-- Opening Marker --
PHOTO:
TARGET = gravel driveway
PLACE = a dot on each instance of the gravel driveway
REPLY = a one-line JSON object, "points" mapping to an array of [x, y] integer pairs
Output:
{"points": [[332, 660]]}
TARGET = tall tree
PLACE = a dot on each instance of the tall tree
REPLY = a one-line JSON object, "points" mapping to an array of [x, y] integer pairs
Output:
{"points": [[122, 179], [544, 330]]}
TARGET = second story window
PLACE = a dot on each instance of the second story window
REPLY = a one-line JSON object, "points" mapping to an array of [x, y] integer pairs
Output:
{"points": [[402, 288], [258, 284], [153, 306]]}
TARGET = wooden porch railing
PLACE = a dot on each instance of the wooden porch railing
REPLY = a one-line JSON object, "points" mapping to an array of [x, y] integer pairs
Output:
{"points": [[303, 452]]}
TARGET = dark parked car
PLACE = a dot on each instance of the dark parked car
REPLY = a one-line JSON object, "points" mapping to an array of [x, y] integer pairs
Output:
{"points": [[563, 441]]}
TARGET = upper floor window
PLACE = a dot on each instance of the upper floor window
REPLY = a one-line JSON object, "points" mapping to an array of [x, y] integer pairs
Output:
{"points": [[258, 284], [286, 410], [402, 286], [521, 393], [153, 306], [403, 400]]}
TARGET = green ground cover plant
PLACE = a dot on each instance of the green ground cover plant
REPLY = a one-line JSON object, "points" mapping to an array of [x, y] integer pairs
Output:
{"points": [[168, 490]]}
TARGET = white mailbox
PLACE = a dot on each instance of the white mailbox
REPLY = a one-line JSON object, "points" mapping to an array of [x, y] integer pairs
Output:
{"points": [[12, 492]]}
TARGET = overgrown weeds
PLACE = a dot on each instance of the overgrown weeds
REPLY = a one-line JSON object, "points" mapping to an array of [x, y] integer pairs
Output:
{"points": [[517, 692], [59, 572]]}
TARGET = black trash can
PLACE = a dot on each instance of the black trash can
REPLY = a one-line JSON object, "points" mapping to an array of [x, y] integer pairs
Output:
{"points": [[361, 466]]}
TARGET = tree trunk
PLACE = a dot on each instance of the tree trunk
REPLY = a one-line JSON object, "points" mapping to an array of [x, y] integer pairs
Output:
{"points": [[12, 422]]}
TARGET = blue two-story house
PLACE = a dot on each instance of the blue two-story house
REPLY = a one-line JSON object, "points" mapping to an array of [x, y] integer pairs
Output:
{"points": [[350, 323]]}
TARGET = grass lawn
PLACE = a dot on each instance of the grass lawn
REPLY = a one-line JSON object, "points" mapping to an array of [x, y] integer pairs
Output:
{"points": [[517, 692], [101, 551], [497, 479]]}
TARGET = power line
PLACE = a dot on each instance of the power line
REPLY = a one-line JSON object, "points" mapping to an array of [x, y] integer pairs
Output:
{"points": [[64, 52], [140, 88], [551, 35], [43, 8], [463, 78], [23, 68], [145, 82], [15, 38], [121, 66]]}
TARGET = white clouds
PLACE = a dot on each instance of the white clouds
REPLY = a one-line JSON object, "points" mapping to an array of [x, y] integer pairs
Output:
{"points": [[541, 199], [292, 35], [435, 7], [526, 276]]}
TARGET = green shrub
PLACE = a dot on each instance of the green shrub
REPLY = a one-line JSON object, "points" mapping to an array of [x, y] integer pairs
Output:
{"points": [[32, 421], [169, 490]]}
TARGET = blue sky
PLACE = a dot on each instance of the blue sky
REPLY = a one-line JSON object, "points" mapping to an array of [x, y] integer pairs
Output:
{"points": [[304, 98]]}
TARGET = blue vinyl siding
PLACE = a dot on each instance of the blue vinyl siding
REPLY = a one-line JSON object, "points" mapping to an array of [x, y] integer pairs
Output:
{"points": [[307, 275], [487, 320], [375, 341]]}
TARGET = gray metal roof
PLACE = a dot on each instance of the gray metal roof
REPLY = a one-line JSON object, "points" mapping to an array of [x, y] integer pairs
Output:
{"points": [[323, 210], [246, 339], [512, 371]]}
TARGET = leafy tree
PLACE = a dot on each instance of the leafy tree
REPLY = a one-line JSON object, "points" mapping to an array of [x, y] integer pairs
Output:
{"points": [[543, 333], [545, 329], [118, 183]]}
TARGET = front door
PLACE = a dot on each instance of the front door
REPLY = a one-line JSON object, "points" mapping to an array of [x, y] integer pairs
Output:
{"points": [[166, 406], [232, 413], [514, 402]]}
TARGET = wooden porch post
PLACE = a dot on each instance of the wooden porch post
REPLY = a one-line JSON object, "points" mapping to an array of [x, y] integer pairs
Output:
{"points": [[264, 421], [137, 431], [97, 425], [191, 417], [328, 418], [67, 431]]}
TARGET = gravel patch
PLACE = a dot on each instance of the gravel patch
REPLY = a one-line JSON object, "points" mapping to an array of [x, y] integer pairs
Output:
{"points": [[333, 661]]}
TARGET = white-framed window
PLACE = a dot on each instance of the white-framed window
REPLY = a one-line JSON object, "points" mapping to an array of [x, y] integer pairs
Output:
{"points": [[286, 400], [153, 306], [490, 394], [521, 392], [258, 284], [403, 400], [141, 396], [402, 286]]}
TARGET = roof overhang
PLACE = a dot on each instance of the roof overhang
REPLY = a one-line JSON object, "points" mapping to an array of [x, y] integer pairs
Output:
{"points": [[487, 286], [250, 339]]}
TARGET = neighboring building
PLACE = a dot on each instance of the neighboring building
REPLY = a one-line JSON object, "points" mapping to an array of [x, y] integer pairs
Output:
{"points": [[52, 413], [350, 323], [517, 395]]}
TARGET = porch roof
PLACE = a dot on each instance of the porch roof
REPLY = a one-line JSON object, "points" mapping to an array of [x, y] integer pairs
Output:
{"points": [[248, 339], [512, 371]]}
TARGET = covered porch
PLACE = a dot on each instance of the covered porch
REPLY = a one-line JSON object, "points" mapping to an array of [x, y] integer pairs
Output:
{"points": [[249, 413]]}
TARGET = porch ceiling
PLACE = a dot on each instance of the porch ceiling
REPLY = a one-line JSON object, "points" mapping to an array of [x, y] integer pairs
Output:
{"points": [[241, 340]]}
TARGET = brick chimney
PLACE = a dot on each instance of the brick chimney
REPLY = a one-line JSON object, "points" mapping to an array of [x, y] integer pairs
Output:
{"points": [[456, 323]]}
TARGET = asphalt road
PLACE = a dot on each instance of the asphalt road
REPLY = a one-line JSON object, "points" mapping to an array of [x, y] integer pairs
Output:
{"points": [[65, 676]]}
-- Closing Marker --
■ About this task ■
An exact copy of all the records above is the required answer.

■ Result of the task ■
PHOTO:
TARGET = gravel driveway
PLACE = a dot on each instance of the gravel driveway
REPLY = a one-line JSON object, "points" mapping to an array of [x, y] integer pairs
Output:
{"points": [[332, 660]]}
TARGET = tall tree
PLACE = a dot on each instance of the tall tree
REPLY = a one-line JSON object, "points" mapping to an array of [x, y] integer pairs
Output:
{"points": [[122, 179], [544, 330]]}
TARGET = second story window
PLACE = a dot on each instance of the second story window
REPLY = a one-line JSON object, "points" mapping to an array of [x, y] integer pairs
Output:
{"points": [[402, 288], [258, 284], [153, 306]]}
TARGET = wooden porch railing
PLACE = a dot on each instance of the wooden porch railing
REPLY = a one-line JSON object, "points" mapping to an array of [x, y] integer pairs
Output:
{"points": [[303, 452]]}
TARGET = dark parked car
PLACE = a dot on each instance of the dark parked car
REPLY = a one-line JSON object, "points" mapping to an array of [x, y] integer pairs
Output:
{"points": [[563, 441]]}
TARGET = upper floor window
PLACE = a dot on each instance of the upper floor window
REPLY = a one-line JSON object, "points" mapping to an array of [x, y] integer pairs
Output:
{"points": [[258, 284], [286, 410], [402, 286], [521, 393], [153, 306], [403, 400]]}
TARGET = green ground cover plant
PLACE = a dot on each instance of the green ground cover plant
REPLY = a one-line JSON object, "points" mapping to an array of [x, y] integer pairs
Output:
{"points": [[168, 490]]}
TARGET = white mailbox
PLACE = a dot on each instance of the white mailbox
REPLY = a one-line JSON object, "points" mapping to an array of [x, y] integer pairs
Output:
{"points": [[12, 492]]}
TARGET = overgrown weeds
PLACE = a dot on each instance of the overgrown weeds
REPLY = a one-line JSON object, "points" mapping to an array of [x, y] integer pairs
Output:
{"points": [[517, 692], [59, 572]]}
TARGET = black trash can
PLACE = a dot on each instance of the black trash can
REPLY = a one-line JSON object, "points" mapping to an array of [x, y] integer pairs
Output:
{"points": [[361, 466]]}
TARGET = tree trunk
PLACE = a dot on each instance of the tree trunk
REPLY = a one-line JSON object, "points" mapping to an array of [x, y] integer pairs
Output:
{"points": [[12, 422]]}
TARGET = blue two-story house
PLACE = a dot on each instance of the blue two-story house
REPLY = a one-line JSON object, "points" mapping to an array of [x, y] integer pairs
Output:
{"points": [[350, 323]]}
TARGET = grass lawn
PLACE = a dot on each instance of the grass lawn
REPLY = a one-line JSON object, "points" mapping to an array of [x, y] integer pairs
Output:
{"points": [[517, 692], [101, 551], [497, 479]]}
TARGET = power line
PLACE = a dot on each instance of the power line
REPLY = a one-line JSON object, "points" mapping to an array of [x, y] integer pairs
Output:
{"points": [[64, 52], [140, 88], [551, 35], [43, 8], [463, 78], [23, 68], [145, 82], [15, 38], [121, 66]]}
TARGET = white clouds
PLACE = a dot on each instance of the white clouds
REPLY = a one-line JSON object, "points" mapping to an array of [x, y] integer pairs
Output:
{"points": [[541, 199], [292, 35], [435, 7], [526, 276]]}
TARGET = green shrub
PLACE = a dot on each instance of the green shrub
REPLY = a one-line JSON object, "points" mapping to an array of [x, y] integer pairs
Output:
{"points": [[32, 421], [169, 490]]}
TARGET = blue sky
PLACE = a dot on each instance of the blue sky
REPLY = a one-line JSON object, "points" mapping to an array of [x, y] integer pairs
Output:
{"points": [[304, 98]]}
TARGET = blue vinyl siding
PLACE = a dot on each instance of the blue vinyl siding
REPLY = a one-line JSON object, "points" mapping to an array of [x, y] integer pairs
Output:
{"points": [[307, 275], [487, 320], [375, 341]]}
TARGET = gray metal roof
PLACE = a dot on each instance of the gray metal roof
REPLY = a one-line JSON object, "points" mapping to an array of [x, y] integer pairs
Output:
{"points": [[323, 210], [246, 339], [512, 371]]}
TARGET = leafy tree
PLACE = a dot on each instance of the leafy tree
REPLY = a one-line JSON object, "points" mapping to an array of [x, y] integer pairs
Output:
{"points": [[543, 333], [545, 329], [118, 183]]}
TARGET = front door
PLACE = a dot on each instance of the front door
REPLY = a one-line JSON object, "points" mapping to an array of [x, y] integer pairs
Output:
{"points": [[166, 406], [232, 413], [514, 402]]}
TARGET = wooden porch post
PLACE = a dot on each instance of the wooden porch post
REPLY = a one-line JSON object, "points" mapping to an array of [x, y] integer pairs
Output:
{"points": [[264, 421], [137, 431], [97, 425], [191, 417], [328, 418], [67, 431]]}
TARGET = gravel patch
PLACE = a dot on each instance of the gravel patch
REPLY = a one-line JSON object, "points" mapping to an array of [x, y] integer pairs
Output:
{"points": [[333, 661]]}
TARGET = white-framed window
PLACE = a dot on each instance of the white-framed window
REPLY = a one-line JSON object, "points" mapping to an array of [x, y] integer pairs
Output:
{"points": [[286, 400], [153, 306], [490, 394], [521, 392], [258, 284], [403, 400], [141, 396], [402, 286]]}
TARGET = roof overhang
PLACE = a dot on each instance of the roof overhang
REPLY = a one-line JSON object, "points" mapping to an array of [x, y] integer pairs
Output:
{"points": [[487, 286], [250, 339]]}
TARGET = neighboring building
PLACE = a dot on each instance of the neighboring building
REPLY = a one-line JSON object, "points" mapping to an array of [x, y] integer pairs
Output:
{"points": [[52, 413], [350, 323], [517, 395]]}
TARGET = porch roof
PLACE = a dot on each instance of the porch roof
REPLY = a one-line JSON object, "points" mapping to an array of [x, y] integer pairs
Output:
{"points": [[248, 339], [512, 371]]}
TARGET = covered porch
PLACE = a dot on each instance of the covered porch
REPLY = a one-line JSON object, "points" mapping to an array of [x, y] integer pairs
Output:
{"points": [[249, 413]]}
TARGET = porch ceiling
PLACE = a dot on each instance of the porch ceiling
REPLY = a one-line JSON object, "points" mapping to an array of [x, y] integer pairs
Output:
{"points": [[241, 340]]}
TARGET = brick chimney
PLACE = a dot on each instance of the brick chimney
REPLY = a one-line JSON object, "points" mapping to an array of [x, y] integer pairs
Output:
{"points": [[456, 323]]}
TARGET = asphalt road
PLACE = a dot on each instance of the asphalt road
REPLY = a one-line JSON object, "points" mapping to an array of [x, y] integer pairs
Output:
{"points": [[65, 676]]}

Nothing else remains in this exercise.